-- AIM OF THE EXERCISE --
State how many of the lines below contain the string "positive", treating uppercase and lowercase as different. Give only the number.

Collected data:
★ ★ ★

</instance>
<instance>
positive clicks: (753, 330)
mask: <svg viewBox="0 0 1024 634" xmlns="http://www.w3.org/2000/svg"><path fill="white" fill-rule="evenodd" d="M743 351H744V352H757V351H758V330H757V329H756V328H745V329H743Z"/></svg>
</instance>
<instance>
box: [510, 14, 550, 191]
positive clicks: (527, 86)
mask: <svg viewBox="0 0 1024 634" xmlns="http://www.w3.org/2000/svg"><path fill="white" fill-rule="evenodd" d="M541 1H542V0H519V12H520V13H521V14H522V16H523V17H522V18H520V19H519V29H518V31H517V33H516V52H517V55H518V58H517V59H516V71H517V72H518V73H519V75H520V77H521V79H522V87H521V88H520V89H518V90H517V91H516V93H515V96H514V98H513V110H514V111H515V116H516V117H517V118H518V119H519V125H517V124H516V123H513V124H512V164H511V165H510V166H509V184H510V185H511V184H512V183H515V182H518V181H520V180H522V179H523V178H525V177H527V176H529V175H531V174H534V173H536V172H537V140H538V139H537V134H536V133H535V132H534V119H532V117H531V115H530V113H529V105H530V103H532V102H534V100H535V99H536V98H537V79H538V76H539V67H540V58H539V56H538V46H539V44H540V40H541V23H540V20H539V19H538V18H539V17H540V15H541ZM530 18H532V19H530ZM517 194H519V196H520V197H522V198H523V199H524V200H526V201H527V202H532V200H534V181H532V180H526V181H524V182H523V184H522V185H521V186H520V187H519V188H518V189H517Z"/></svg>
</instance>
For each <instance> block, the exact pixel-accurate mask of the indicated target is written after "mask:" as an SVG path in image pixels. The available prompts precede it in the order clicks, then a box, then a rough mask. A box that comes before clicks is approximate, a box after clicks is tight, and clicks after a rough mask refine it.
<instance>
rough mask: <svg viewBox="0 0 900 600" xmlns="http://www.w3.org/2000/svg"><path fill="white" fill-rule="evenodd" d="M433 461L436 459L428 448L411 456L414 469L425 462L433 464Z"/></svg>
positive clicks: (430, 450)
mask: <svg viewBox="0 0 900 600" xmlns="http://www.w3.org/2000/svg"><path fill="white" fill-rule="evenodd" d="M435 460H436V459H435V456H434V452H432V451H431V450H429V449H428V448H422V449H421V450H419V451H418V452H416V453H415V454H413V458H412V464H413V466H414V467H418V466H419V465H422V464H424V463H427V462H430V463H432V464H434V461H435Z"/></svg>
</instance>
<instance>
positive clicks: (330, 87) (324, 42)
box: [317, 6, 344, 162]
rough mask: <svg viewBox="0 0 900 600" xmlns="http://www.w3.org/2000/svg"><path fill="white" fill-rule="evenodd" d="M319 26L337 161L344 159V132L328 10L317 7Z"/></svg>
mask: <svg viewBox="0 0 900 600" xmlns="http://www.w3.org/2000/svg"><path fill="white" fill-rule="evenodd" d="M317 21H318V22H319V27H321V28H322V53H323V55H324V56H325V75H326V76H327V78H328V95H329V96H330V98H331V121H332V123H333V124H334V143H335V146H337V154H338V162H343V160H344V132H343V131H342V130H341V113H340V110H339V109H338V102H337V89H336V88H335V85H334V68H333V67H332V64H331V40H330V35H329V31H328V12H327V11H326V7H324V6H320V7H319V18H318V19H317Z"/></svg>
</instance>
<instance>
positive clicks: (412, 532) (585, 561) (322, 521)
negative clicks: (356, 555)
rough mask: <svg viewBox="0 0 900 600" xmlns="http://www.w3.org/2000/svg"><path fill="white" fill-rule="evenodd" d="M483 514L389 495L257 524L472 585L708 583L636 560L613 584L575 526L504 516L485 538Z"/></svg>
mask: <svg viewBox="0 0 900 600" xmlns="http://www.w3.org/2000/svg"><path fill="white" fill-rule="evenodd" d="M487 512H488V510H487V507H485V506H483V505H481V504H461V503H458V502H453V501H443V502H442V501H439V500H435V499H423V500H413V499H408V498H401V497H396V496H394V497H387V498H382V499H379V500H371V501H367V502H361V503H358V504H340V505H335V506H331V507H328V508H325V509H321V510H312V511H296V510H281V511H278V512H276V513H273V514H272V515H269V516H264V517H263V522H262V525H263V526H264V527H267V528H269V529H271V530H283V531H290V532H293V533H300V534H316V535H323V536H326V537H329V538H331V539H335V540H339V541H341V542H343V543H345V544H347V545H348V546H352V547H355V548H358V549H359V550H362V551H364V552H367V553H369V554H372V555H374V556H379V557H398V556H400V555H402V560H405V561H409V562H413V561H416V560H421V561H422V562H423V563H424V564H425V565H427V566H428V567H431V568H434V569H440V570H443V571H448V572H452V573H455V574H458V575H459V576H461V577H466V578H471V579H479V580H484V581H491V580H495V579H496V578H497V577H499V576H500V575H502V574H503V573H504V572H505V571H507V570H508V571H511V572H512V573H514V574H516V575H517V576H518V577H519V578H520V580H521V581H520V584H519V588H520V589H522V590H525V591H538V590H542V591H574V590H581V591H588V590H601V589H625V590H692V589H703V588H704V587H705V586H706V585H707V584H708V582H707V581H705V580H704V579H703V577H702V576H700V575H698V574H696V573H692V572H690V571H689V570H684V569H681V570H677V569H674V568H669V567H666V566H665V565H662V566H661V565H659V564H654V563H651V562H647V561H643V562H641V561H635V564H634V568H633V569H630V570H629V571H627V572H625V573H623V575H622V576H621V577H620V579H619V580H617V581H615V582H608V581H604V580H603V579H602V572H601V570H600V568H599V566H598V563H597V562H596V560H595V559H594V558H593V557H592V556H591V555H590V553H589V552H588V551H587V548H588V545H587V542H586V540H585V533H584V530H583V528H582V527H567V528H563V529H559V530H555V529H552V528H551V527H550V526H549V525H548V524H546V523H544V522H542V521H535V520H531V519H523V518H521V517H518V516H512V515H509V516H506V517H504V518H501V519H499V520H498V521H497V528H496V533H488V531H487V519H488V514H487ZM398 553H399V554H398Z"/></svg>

★ ★ ★

-- PROBLEM SOLUTION --
5